## BEGIN Data listing

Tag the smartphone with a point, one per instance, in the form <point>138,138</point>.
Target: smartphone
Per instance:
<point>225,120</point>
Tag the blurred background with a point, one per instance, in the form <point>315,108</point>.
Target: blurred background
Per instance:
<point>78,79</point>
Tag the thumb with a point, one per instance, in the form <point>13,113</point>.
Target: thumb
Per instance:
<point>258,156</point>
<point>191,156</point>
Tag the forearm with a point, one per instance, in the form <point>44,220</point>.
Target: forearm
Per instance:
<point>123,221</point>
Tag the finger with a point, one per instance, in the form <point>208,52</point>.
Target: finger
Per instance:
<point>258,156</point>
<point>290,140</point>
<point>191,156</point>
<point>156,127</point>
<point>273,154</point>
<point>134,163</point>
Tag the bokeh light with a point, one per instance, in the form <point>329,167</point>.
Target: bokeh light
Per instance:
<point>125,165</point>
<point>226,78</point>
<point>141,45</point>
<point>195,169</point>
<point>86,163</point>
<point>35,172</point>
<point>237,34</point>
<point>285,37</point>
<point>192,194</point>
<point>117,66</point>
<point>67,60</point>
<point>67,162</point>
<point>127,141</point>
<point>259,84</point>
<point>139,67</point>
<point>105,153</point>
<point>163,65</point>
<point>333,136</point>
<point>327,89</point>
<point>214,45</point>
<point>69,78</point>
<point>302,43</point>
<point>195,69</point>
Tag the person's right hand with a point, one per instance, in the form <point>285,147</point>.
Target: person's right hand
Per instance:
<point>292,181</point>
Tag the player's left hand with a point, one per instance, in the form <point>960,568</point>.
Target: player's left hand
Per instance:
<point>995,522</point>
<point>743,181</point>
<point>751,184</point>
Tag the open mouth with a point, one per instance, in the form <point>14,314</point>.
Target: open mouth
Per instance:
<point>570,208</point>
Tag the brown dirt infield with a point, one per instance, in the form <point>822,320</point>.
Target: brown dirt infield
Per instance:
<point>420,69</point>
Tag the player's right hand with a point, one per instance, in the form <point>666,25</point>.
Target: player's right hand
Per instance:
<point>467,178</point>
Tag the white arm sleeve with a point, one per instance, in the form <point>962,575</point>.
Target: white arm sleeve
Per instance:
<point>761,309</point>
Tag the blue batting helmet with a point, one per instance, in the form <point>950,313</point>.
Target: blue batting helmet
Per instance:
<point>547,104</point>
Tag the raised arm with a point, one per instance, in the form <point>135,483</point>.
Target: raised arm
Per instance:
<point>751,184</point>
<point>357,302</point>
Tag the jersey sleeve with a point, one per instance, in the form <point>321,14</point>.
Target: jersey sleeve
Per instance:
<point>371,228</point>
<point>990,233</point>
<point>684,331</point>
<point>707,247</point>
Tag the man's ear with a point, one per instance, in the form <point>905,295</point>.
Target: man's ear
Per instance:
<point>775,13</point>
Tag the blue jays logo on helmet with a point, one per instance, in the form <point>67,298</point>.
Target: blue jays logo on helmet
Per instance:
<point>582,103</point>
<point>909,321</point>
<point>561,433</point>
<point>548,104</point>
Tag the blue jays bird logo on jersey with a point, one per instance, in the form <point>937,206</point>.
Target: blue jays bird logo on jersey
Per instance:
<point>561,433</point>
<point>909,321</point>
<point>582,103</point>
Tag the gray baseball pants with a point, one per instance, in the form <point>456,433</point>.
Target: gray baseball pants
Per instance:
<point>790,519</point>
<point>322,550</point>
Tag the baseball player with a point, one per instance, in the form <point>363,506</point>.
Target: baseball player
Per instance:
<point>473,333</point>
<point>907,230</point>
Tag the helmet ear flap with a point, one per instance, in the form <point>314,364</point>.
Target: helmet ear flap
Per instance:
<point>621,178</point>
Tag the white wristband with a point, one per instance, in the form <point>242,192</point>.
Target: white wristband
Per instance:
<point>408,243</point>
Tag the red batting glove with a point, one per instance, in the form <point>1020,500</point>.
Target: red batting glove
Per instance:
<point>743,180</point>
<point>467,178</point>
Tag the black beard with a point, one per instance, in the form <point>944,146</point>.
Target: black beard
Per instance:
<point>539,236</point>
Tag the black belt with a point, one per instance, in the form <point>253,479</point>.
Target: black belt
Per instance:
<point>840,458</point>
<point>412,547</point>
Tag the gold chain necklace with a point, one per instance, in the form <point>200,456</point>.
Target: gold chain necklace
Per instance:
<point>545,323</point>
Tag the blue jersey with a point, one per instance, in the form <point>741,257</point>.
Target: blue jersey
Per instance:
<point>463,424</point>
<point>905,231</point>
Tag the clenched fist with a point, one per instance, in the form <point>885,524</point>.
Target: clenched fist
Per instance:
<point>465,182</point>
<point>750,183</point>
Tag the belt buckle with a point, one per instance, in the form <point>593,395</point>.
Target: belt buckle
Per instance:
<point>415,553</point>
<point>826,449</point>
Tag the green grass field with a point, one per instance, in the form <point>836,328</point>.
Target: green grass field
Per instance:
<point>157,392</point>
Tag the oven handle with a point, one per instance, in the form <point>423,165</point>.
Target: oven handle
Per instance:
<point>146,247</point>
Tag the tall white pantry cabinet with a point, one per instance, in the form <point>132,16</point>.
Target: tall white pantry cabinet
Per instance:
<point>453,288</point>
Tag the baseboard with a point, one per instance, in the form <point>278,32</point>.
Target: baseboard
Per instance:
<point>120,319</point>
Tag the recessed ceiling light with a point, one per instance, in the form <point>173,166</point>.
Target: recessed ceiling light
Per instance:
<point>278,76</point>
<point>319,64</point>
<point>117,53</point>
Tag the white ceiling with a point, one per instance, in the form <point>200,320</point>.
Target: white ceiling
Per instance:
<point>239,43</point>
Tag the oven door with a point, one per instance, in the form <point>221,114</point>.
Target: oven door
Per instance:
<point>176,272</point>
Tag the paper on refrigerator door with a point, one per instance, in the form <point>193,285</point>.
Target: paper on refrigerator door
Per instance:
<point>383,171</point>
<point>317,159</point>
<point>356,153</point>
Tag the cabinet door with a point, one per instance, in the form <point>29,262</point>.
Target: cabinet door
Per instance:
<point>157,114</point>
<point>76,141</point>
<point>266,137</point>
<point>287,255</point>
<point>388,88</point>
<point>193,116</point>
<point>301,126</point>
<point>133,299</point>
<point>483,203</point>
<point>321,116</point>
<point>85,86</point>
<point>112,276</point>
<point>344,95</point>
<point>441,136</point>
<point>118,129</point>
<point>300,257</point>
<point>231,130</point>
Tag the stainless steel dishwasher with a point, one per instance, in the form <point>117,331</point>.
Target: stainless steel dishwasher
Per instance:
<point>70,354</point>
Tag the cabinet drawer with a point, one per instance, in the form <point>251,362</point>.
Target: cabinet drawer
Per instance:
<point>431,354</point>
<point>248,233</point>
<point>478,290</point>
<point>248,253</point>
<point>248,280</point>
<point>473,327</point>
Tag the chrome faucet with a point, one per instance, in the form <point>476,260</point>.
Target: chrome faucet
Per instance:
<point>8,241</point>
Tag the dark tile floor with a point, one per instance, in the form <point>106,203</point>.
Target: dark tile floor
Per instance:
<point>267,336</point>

## END Data listing

_Required work:_
Type out all of the material again, word for word.

_Output:_
Tag the smartphone with a point, one per instance, in the form <point>138,138</point>.
Target: smartphone
Per instance:
<point>225,120</point>
Tag the blurred background with a point, one per instance, in the form <point>315,108</point>.
Target: blurred background
Per instance:
<point>78,79</point>
Tag the thumb with a point, one per instance, in the form <point>13,113</point>.
Target: thumb
Per instance:
<point>258,156</point>
<point>191,156</point>
Tag the forearm with a point, one per instance, in the form <point>44,220</point>.
Target: forearm
Per instance:
<point>123,221</point>
Tag the finger with a point, one per instance, in the form <point>208,52</point>.
Target: finger
Per instance:
<point>258,156</point>
<point>290,140</point>
<point>191,156</point>
<point>156,127</point>
<point>273,154</point>
<point>134,163</point>
Tag the bokeh light with a point, one per instance, in the form <point>329,167</point>.
Target: bokeh light
Per instance:
<point>125,165</point>
<point>226,78</point>
<point>141,45</point>
<point>195,169</point>
<point>86,163</point>
<point>35,172</point>
<point>237,34</point>
<point>285,37</point>
<point>192,194</point>
<point>117,66</point>
<point>67,60</point>
<point>67,162</point>
<point>127,141</point>
<point>259,84</point>
<point>139,67</point>
<point>105,153</point>
<point>163,65</point>
<point>333,136</point>
<point>327,89</point>
<point>214,45</point>
<point>69,78</point>
<point>302,43</point>
<point>195,69</point>
Tag the person's right hand with a point, one per instance, in the form <point>285,147</point>.
Target: person's right hand
Per instance:
<point>292,181</point>
Tag the player's left hand with a point, one per instance, in the form <point>960,568</point>.
Target: player's left hand
Per instance:
<point>995,522</point>
<point>743,181</point>
<point>751,184</point>
Tag the open mouth with a point, one per instance, in the form <point>14,314</point>.
Target: open mouth
Per instance:
<point>570,208</point>
Tag the brown dirt infield with a point, one per instance, in the form <point>822,320</point>.
Target: brown dirt infield
Per instance:
<point>420,69</point>
Tag the player's right hand with a point, one per instance, in the form <point>666,25</point>.
Target: player's right hand
Per instance:
<point>467,178</point>
Tag the white arm sleeve with a point, one per instance, in the form <point>962,575</point>.
Target: white arm sleeve
Per instance:
<point>761,309</point>
Tag the blue batting helmet with a point, one per instance, in the form <point>950,313</point>.
Target: blue batting helmet
Per instance:
<point>547,104</point>
Tag the raised arm with a point, one per instance, in the form <point>135,483</point>.
Target: raised arm
Per instance:
<point>751,184</point>
<point>357,302</point>
Tag the jersey sleeve with a point, one per instance, in the form <point>321,14</point>.
Target: jersey sleeve
Per instance:
<point>371,228</point>
<point>990,233</point>
<point>684,331</point>
<point>707,247</point>
Tag the man's ear with a point, one per instance, in the form <point>905,295</point>.
Target: man's ear
Per instance:
<point>775,13</point>
Tag the blue jays logo on helmet with a point, one per instance, in the form <point>67,298</point>.
Target: blue jays logo on helmet
Per instance:
<point>582,103</point>
<point>909,321</point>
<point>561,433</point>
<point>548,104</point>
Tag the blue jays bird logo on jersey with a point, one per instance, in the form <point>937,206</point>.
Target: blue jays bird logo on jersey
Per instance:
<point>561,433</point>
<point>909,321</point>
<point>582,103</point>
Tag the gray baseball pants with a point, one per instance, in the form <point>456,433</point>.
Target: gray baseball pants
Per instance:
<point>790,519</point>
<point>322,550</point>
Tag the baseball player with a point, one per instance, in the form <point>363,506</point>.
Target: baseball player
Per instance:
<point>473,333</point>
<point>907,230</point>
Tag the helmet ear flap with a point, one per instance, in the form <point>314,364</point>.
Target: helmet ear flap
Per instance:
<point>621,178</point>
Tag the white wristband with a point, one per instance, in the form <point>242,192</point>.
Target: white wristband
Per instance:
<point>408,243</point>
Tag the red batting glove with a point, one per instance, in the form <point>1020,500</point>.
Target: red batting glove
Per instance:
<point>743,180</point>
<point>467,178</point>
Tag the black beard with a point, one per instance, in the form <point>944,146</point>.
Target: black beard
Per instance:
<point>539,236</point>
Tag the black belt with a point, one per instance, in the form <point>253,479</point>.
Target: black belt
Per instance:
<point>840,458</point>
<point>412,547</point>
Tag the gold chain necklace with a point, one per instance, in the form <point>200,456</point>.
Target: gold chain necklace
Per instance:
<point>545,323</point>
Tag the blue jersey with a point, one per instance, in the form <point>741,257</point>.
Target: blue jersey
Per instance:
<point>463,424</point>
<point>905,231</point>
Tag the clenched fist with a point, one per instance, in the form <point>885,524</point>.
Target: clenched fist
Per instance:
<point>465,182</point>
<point>750,183</point>
Tag the belt buckle with a point, one per instance, in the form <point>593,395</point>.
Target: belt buckle
Per instance:
<point>415,553</point>
<point>826,449</point>
Tag the green grass field with a point, one per instance, in the form <point>836,328</point>.
Target: green grass field
Per instance:
<point>157,392</point>
Tag the oven handle with a point, one per instance, in the form <point>423,165</point>.
Target: oven handle
Per instance:
<point>146,247</point>
Tag the tall white pantry cabinet with a point, one per instance, in the form <point>132,16</point>.
Target: tall white pantry cabinet
Per instance:
<point>453,288</point>
Tag the baseboard with a point, one per instance, in the form <point>278,32</point>.
Target: baseboard
Per instance:
<point>120,319</point>
Tag the recessed ceiling light with a point, one per instance, in the form <point>173,166</point>.
Target: recessed ceiling light
Per instance:
<point>278,76</point>
<point>319,64</point>
<point>117,53</point>
Tag the white ceiling with a point, one per instance, in the form <point>200,320</point>.
Target: white ceiling
Per instance:
<point>239,43</point>
Tag the oven door with a point, one per instance, in the form <point>221,114</point>.
Target: oven door
Per instance:
<point>176,272</point>
Tag the paper on refrigerator door with a point, one per instance, in the form <point>193,285</point>.
Target: paper on refrigerator door
Per instance:
<point>383,171</point>
<point>317,159</point>
<point>356,153</point>
Tag the cabinet door with a point, one per instance, in the form <point>29,262</point>.
Target: cabinet door
Per instance:
<point>157,114</point>
<point>76,141</point>
<point>266,137</point>
<point>287,255</point>
<point>388,88</point>
<point>193,116</point>
<point>301,126</point>
<point>133,299</point>
<point>483,203</point>
<point>321,116</point>
<point>85,86</point>
<point>112,276</point>
<point>344,95</point>
<point>441,136</point>
<point>118,129</point>
<point>300,257</point>
<point>231,130</point>
Tag the stainless steel dishwasher with a point, one per instance, in the form <point>117,331</point>.
Target: stainless steel dishwasher
Per instance:
<point>70,354</point>
Tag the cabinet drawer with a point, one per instance, in the form <point>251,362</point>.
Target: cabinet drawer
Per instance:
<point>431,354</point>
<point>248,233</point>
<point>478,290</point>
<point>248,253</point>
<point>248,280</point>
<point>473,327</point>
Tag the chrome faucet with a point, one per instance, in the form <point>476,260</point>.
Target: chrome faucet
Per instance:
<point>8,241</point>
Tag the dark tile floor with a point, one per instance, in the form <point>106,203</point>.
Target: dark tile floor
Per instance:
<point>267,336</point>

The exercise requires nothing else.